Return every line of the material below that contains the string "window". Matching is case-sensitive.

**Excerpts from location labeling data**

--------------------

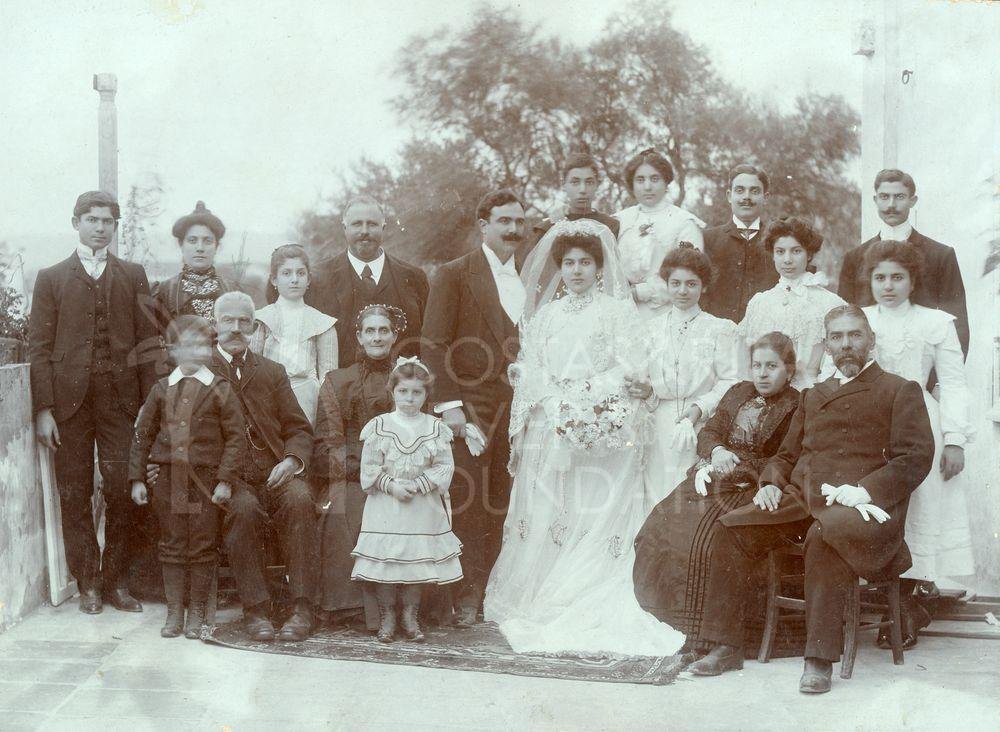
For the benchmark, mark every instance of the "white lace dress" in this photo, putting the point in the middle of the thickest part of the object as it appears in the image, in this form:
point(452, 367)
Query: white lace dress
point(910, 340)
point(645, 237)
point(692, 362)
point(407, 542)
point(797, 309)
point(563, 581)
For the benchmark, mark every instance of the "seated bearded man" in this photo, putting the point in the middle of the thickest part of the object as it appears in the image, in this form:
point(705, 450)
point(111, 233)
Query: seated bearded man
point(858, 445)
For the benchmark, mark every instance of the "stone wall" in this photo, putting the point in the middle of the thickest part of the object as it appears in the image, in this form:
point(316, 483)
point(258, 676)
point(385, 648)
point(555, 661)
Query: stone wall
point(23, 584)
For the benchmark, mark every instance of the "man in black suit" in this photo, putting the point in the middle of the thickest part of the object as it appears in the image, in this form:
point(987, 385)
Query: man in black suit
point(742, 266)
point(365, 274)
point(273, 490)
point(865, 434)
point(470, 338)
point(941, 286)
point(94, 353)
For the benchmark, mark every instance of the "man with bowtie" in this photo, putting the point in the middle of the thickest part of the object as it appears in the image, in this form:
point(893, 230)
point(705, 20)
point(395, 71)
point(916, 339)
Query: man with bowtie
point(858, 445)
point(742, 266)
point(364, 275)
point(469, 339)
point(941, 285)
point(94, 351)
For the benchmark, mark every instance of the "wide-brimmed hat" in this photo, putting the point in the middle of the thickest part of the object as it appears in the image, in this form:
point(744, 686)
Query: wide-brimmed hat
point(200, 215)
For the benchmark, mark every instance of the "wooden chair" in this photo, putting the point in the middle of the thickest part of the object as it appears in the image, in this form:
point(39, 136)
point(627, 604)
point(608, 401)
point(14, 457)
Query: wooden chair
point(776, 602)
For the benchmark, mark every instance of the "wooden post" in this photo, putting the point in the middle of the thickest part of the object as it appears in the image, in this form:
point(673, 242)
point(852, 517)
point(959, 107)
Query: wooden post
point(107, 139)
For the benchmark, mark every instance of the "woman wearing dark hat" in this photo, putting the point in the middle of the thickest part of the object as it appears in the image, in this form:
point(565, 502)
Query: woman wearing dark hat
point(195, 289)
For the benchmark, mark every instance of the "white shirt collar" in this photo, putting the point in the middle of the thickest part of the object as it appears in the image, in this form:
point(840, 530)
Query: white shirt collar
point(203, 374)
point(496, 265)
point(895, 233)
point(844, 379)
point(376, 264)
point(755, 226)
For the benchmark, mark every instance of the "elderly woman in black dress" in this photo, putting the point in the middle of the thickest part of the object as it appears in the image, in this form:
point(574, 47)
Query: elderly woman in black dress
point(671, 565)
point(348, 399)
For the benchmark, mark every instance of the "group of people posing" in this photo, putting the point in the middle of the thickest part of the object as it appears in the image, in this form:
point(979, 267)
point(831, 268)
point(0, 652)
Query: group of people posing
point(591, 432)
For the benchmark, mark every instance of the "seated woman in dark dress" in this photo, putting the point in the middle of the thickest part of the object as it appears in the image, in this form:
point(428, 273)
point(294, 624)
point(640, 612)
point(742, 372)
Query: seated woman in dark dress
point(348, 399)
point(671, 563)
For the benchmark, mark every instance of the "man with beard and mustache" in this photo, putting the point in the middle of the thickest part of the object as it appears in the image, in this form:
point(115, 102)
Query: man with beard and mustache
point(273, 491)
point(742, 265)
point(470, 338)
point(364, 275)
point(941, 286)
point(865, 435)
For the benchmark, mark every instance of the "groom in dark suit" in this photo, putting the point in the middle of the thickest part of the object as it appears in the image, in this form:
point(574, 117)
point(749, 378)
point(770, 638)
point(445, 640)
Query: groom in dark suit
point(469, 339)
point(365, 274)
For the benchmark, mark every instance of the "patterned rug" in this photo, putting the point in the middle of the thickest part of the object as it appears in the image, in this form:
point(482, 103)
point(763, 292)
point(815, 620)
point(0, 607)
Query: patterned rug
point(480, 648)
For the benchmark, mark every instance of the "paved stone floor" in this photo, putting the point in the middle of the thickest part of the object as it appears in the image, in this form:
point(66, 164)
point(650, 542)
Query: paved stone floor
point(61, 670)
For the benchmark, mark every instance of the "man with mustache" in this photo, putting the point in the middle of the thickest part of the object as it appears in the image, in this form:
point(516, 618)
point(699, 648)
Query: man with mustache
point(865, 435)
point(742, 266)
point(279, 446)
point(941, 286)
point(94, 353)
point(470, 338)
point(366, 274)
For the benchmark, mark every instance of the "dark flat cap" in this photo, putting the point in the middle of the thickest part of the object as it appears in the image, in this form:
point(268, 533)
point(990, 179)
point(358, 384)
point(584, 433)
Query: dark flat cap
point(200, 215)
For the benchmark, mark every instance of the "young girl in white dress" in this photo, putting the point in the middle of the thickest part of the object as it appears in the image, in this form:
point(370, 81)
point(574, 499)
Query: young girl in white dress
point(692, 363)
point(795, 306)
point(406, 539)
point(296, 335)
point(652, 228)
point(911, 341)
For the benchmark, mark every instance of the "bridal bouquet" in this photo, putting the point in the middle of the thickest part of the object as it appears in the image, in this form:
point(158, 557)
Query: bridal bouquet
point(587, 421)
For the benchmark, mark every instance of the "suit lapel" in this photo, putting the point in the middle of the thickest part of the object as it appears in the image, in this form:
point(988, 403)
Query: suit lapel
point(484, 290)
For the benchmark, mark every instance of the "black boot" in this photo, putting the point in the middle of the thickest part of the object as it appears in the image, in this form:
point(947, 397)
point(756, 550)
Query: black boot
point(201, 584)
point(174, 576)
point(386, 595)
point(411, 610)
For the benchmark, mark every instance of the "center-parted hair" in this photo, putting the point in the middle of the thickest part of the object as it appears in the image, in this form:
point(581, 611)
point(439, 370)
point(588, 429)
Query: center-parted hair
point(685, 256)
point(590, 243)
point(780, 344)
point(184, 324)
point(796, 228)
point(902, 253)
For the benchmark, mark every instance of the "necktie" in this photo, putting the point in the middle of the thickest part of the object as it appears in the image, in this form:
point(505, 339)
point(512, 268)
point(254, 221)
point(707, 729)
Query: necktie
point(368, 279)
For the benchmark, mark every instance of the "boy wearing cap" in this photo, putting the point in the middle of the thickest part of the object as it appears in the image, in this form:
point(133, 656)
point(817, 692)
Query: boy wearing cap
point(94, 350)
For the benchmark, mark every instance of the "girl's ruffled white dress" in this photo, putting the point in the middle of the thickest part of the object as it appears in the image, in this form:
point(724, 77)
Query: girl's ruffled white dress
point(797, 309)
point(407, 542)
point(563, 581)
point(304, 341)
point(910, 340)
point(645, 237)
point(692, 362)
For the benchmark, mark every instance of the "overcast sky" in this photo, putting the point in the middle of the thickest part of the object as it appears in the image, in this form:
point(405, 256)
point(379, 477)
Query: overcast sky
point(253, 106)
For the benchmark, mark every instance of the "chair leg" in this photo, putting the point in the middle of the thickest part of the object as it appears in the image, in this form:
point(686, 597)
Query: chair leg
point(773, 611)
point(852, 617)
point(895, 630)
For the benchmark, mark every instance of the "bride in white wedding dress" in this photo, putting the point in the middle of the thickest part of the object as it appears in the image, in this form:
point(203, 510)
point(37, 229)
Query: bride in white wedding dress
point(563, 581)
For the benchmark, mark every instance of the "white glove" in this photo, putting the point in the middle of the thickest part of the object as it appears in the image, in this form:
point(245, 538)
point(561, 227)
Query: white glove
point(701, 480)
point(684, 436)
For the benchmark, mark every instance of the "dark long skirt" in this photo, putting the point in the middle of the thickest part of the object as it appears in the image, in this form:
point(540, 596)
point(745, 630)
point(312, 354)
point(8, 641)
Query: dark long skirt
point(673, 555)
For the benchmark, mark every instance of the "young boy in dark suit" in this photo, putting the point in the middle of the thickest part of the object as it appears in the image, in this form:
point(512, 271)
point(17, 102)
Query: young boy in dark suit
point(192, 427)
point(94, 351)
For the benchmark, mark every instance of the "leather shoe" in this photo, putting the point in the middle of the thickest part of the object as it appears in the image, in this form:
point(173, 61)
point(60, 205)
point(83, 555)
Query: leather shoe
point(467, 617)
point(816, 676)
point(720, 659)
point(90, 602)
point(120, 599)
point(299, 625)
point(258, 627)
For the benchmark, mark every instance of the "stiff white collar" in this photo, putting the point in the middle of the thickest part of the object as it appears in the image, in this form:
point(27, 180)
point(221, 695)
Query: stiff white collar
point(376, 264)
point(203, 374)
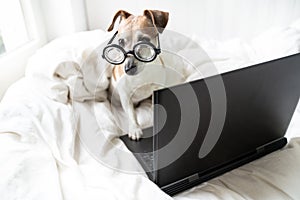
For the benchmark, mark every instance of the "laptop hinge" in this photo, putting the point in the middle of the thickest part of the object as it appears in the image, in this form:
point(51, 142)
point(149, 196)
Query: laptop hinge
point(193, 177)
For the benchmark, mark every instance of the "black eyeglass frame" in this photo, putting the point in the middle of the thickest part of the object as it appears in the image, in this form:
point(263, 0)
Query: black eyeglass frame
point(132, 52)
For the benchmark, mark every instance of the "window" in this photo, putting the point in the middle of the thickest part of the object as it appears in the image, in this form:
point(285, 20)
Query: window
point(22, 32)
point(13, 32)
point(2, 47)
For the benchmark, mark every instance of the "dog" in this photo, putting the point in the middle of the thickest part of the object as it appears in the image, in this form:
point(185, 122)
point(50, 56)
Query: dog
point(128, 86)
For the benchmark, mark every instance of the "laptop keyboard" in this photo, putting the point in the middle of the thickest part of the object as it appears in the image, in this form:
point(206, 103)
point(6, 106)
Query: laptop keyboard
point(148, 159)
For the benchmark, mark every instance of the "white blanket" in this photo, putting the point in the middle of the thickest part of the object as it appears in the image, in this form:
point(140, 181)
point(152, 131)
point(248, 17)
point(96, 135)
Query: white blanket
point(42, 158)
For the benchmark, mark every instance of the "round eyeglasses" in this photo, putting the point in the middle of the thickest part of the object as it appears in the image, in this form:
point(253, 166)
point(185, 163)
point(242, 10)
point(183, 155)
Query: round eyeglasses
point(143, 51)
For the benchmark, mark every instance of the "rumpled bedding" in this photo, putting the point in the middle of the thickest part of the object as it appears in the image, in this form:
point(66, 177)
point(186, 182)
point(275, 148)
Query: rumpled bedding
point(43, 118)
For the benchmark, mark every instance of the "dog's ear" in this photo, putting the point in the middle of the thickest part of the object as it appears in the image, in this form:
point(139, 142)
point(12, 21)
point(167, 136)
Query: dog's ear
point(158, 18)
point(123, 14)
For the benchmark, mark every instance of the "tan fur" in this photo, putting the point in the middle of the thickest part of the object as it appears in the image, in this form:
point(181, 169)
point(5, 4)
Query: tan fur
point(128, 89)
point(117, 72)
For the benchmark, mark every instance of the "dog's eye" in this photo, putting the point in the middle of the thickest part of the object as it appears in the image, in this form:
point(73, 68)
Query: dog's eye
point(121, 42)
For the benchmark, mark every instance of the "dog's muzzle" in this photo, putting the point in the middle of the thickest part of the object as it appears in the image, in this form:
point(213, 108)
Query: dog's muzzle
point(130, 67)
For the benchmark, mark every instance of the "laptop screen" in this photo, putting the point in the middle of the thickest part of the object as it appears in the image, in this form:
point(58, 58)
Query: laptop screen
point(203, 125)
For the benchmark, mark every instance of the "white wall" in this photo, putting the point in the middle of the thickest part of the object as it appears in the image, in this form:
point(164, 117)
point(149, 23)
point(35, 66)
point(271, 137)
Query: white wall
point(219, 19)
point(63, 17)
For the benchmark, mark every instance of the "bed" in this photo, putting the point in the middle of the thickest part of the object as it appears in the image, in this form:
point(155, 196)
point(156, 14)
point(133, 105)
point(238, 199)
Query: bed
point(43, 157)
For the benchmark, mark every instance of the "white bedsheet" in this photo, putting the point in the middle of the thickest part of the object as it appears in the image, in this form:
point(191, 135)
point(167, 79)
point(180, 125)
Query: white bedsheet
point(41, 156)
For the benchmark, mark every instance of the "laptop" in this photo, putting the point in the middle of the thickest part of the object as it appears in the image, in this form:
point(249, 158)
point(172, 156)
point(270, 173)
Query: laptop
point(259, 104)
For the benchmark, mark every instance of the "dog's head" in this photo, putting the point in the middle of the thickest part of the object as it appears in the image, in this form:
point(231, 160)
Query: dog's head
point(134, 29)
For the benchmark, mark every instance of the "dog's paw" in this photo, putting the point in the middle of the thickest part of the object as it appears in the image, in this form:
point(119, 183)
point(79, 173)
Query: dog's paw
point(135, 133)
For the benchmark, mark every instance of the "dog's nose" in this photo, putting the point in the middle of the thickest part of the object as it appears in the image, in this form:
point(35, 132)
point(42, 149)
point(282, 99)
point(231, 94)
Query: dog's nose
point(130, 67)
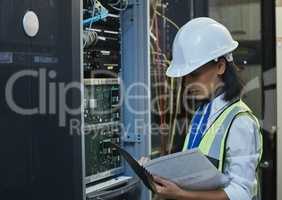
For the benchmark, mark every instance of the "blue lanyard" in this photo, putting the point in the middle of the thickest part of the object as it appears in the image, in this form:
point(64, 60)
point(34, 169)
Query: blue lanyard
point(198, 125)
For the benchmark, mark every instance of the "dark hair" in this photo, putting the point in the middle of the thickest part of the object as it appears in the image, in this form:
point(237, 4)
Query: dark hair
point(233, 85)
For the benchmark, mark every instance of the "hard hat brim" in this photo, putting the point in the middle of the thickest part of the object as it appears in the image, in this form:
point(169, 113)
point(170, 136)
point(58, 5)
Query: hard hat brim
point(178, 70)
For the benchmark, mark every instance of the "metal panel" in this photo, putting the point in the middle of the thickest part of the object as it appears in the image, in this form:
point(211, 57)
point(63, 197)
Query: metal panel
point(279, 99)
point(136, 82)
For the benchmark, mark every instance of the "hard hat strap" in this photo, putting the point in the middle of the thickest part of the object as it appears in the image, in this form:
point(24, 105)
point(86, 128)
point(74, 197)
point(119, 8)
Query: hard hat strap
point(228, 57)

--------------------

**FINAL ANSWER**
For the benchmark, mark every instance of the "window" in this photo, putting the point in the middle of the thickest part of the object as it appears in the image, in this form:
Query: window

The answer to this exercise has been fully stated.